## Selected text
»»
Well, I guess that's settled, then.
Colavito: 273 Win Shares, 84.0 WARP1
59: Low outside sliders... right, nothing is settled.
Oh Theo, we never knew. Bringing in Steve Earle to sing the national anthem was a real clever decoy.
Juan Gonzalez -- maybe ... do I get to NOT turn down Detroit's contract offer?
Ken Singleton -- honestly? I thought he was one of the most boring players in the majors. Good but dull.
Roy White -- never paid attention at the time.
Dwight Evans -- probably my leading choice as I always fancied myself a good defender
Fred Lynn -- a contender ... I'm guessing ROY, MVP, World Series in Boston leads to success with the ladies
Dave Parker -- I hated Parker. Helluva player.
Jack Clark -- I hated Clark plus demerits for defense.
Ellis Burks -- I could go this direction ... especially since probably nobody else will pick him. I have no idea why he's so far down on everyone's list. Is there something I'm forgetting? 2000 games, 126 OPS+, some of it as a decent CF. What's not to like?
Jose Canseco -- oh please god NO!
Dale Murphy -- can I skip the sanctimonious post-career (I mean the sanctimony of his variety, not mine :-)
««
## Exercise requirements
1 > In the baseball comments, how many Win Shares are listed for Colavito?
2 > Translate this sentence from the baseball comments into Spanish: "I have no idea why he's so far down on everyone's list."
3 > Write what comes next in the baseball comments, picking up after their last line.

## Supplied data
»»
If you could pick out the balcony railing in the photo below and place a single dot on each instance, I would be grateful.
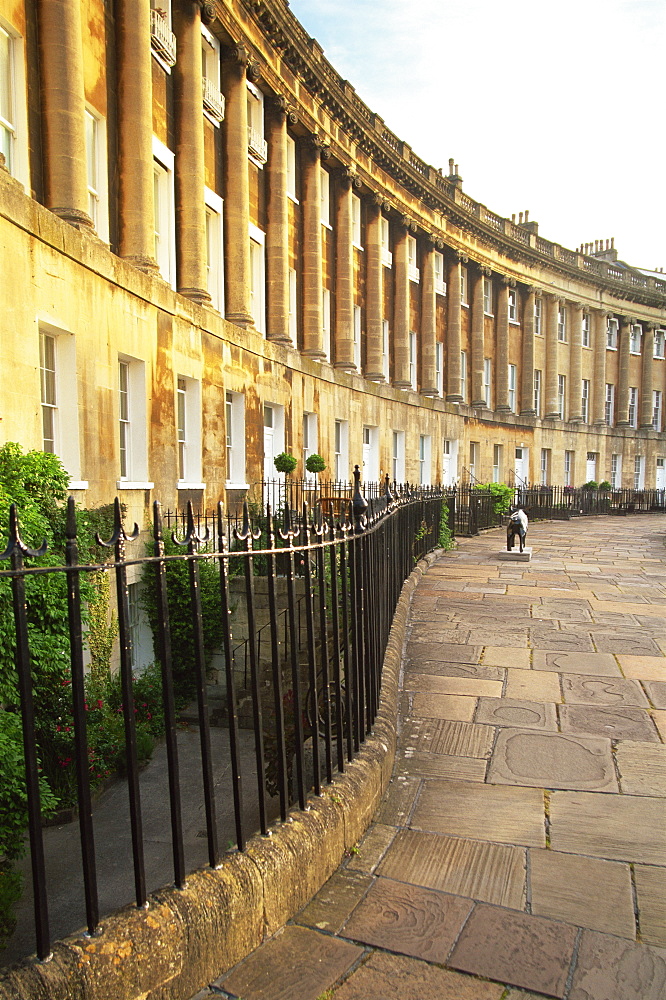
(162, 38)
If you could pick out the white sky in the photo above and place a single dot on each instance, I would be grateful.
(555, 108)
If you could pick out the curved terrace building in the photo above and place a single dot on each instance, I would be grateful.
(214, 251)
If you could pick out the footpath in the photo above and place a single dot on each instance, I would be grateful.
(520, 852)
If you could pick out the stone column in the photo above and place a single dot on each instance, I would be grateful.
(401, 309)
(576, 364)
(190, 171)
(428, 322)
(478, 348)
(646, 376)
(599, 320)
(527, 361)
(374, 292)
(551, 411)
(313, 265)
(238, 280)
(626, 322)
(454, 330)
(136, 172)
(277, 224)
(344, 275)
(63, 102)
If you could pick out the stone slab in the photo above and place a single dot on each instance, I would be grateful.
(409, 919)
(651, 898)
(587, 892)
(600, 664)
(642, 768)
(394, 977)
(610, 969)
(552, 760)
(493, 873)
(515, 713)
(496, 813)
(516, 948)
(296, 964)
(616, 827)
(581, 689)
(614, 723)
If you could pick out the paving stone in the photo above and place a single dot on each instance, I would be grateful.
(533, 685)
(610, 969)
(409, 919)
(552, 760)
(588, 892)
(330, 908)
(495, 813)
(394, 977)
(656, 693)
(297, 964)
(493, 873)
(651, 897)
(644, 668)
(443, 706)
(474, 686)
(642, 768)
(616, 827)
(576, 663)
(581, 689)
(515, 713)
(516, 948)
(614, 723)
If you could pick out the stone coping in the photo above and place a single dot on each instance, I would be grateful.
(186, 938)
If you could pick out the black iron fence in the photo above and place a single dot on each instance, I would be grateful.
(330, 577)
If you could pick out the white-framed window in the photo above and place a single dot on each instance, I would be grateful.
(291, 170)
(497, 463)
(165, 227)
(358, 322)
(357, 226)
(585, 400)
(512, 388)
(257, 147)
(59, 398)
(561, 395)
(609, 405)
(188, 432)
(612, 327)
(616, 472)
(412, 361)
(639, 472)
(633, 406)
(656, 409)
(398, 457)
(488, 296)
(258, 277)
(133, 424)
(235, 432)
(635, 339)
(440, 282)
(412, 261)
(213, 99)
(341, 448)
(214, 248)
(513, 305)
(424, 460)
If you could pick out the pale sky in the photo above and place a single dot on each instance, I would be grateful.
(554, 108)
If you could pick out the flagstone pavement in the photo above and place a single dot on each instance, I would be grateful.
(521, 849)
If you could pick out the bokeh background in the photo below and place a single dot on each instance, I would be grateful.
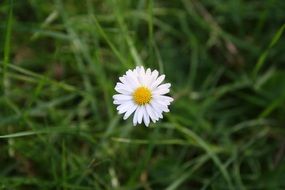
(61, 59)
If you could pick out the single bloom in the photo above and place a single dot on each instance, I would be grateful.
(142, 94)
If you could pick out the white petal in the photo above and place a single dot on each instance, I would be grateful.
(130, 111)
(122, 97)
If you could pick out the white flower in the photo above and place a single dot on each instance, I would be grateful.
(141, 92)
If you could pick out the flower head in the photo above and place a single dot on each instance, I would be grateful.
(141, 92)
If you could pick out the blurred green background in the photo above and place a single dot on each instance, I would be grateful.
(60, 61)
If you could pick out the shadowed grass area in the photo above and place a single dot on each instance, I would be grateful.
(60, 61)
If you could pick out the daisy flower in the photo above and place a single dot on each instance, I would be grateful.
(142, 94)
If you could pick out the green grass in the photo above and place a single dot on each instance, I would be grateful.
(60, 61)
««
## Responses
1 > 273 Win Shares

2 > No tengo idea de por qué está tan abajo en la lista de todos.

3 >
Darryl Strawberry -- the most talented of the bunch probably (Parker, Allen) but I'll pass if I have to accept the baggage
Albert Belle -- part of me really wants to be Albert Belle ... but he was a massive jerk too.
Dick Allen -- he's on my contenders list too but nobody would buy me in the role of a proud, angry black man.
So I'll go with Evans.
Is that a Hall of Famer? No, but he doesn't miss by much. Certainly his career was much better than Rice's, which is another reason Rice's selection is problematic. Obviously Evans had a broad-based skill set, which works against him, but his peak was also not as concentrated as Rice's was.
In a just world Evans would receive more recognition than he has.
I did expect Evans to be a little closer to Winfield than he is. Winfield has a 130 OPS+, but in 2973 games.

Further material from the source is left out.